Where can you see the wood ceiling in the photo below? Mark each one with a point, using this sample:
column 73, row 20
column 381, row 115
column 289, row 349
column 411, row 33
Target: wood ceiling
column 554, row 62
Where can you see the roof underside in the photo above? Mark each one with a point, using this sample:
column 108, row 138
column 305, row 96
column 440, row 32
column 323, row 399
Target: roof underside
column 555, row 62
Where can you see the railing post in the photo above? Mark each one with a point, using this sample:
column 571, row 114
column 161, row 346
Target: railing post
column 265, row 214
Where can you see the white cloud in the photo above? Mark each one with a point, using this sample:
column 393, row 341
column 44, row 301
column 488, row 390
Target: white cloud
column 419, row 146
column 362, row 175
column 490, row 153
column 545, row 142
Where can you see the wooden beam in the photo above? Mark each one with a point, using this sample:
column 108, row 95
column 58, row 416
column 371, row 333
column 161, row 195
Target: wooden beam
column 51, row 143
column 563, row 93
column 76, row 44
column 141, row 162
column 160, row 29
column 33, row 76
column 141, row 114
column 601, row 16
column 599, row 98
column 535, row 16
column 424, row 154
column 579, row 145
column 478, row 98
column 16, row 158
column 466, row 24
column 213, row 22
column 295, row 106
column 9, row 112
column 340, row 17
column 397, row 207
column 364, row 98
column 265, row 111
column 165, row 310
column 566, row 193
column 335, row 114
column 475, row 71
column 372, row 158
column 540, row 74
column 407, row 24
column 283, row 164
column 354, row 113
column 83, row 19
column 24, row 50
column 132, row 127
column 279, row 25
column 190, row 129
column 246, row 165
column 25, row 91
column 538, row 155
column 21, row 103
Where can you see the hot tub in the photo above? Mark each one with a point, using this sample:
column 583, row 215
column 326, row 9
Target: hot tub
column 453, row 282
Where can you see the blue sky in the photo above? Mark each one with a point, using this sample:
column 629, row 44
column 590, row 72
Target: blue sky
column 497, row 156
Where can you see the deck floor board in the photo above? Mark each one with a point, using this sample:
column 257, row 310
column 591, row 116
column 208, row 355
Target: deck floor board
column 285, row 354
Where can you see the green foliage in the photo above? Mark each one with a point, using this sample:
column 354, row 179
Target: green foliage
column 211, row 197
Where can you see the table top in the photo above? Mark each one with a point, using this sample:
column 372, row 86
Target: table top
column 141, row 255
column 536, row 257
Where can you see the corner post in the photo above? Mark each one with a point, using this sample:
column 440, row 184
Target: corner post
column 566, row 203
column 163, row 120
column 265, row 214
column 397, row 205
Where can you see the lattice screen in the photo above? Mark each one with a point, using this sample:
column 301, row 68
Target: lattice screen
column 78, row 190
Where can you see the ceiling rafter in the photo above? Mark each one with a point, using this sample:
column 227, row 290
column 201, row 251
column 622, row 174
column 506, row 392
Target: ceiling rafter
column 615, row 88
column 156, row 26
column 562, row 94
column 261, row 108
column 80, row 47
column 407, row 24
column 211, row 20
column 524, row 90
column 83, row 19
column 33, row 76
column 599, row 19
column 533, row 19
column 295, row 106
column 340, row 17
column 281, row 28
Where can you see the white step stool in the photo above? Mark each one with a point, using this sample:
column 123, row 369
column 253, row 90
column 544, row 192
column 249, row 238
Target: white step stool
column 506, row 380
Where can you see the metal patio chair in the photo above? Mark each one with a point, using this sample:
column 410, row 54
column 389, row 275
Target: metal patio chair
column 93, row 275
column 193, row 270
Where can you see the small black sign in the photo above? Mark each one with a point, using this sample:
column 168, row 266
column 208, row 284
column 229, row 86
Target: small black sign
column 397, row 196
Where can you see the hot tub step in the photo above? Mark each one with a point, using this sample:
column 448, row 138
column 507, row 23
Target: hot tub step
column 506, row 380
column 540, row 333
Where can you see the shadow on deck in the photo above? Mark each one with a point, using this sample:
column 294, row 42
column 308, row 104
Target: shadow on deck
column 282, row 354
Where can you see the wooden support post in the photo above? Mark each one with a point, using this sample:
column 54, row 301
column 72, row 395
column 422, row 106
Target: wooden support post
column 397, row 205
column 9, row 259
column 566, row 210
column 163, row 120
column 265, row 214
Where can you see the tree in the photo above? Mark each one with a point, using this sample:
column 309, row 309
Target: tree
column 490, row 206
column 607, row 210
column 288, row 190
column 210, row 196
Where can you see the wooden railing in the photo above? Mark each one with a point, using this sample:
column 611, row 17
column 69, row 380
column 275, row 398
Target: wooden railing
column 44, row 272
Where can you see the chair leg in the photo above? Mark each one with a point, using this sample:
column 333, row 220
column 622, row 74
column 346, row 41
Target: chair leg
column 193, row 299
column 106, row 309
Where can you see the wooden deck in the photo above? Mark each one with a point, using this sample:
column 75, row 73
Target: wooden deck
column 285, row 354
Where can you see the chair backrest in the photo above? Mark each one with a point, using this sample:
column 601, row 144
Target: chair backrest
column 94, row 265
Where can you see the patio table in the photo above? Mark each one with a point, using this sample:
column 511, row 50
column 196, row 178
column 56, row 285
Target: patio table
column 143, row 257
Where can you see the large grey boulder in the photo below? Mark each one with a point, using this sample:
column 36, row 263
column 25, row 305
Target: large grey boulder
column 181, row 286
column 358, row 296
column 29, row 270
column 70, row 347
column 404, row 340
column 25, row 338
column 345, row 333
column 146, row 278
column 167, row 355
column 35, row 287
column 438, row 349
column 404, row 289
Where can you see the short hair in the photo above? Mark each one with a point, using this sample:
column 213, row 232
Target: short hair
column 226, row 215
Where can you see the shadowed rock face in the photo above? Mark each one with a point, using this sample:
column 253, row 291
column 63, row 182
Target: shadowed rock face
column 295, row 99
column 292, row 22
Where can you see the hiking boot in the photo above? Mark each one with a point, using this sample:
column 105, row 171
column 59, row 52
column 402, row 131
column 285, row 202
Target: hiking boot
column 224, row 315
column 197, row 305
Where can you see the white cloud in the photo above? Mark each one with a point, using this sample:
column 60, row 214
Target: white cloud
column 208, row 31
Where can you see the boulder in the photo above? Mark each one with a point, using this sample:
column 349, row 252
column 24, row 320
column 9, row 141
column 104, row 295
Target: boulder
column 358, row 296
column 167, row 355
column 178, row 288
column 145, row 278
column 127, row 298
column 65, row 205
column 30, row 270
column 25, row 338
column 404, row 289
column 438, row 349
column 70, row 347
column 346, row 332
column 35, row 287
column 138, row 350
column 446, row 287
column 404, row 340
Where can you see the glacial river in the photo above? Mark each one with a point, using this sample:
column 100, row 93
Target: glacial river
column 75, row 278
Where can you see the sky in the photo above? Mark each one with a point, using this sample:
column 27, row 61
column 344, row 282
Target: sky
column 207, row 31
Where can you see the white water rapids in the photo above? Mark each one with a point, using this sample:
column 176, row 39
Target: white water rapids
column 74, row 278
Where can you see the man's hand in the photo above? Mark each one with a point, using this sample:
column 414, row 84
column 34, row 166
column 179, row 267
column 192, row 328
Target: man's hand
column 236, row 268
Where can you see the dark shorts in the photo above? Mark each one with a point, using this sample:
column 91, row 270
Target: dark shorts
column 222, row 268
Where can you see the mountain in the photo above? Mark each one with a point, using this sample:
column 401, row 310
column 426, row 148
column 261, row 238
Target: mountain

■ What to work on ■
Each line of the records above, from the first through the one containing "Where can you see the roof", is to be retyped exactly; no other line belongs.

■ Answer for this exercise ■
Where can you see the wood ceiling in the photo below? Mark each one with a point, using this sample:
column 73, row 20
column 381, row 115
column 289, row 349
column 411, row 33
Target: wood ceiling
column 554, row 62
Where can you see the roof underside in the photo above? Mark each one with a point, using this sample:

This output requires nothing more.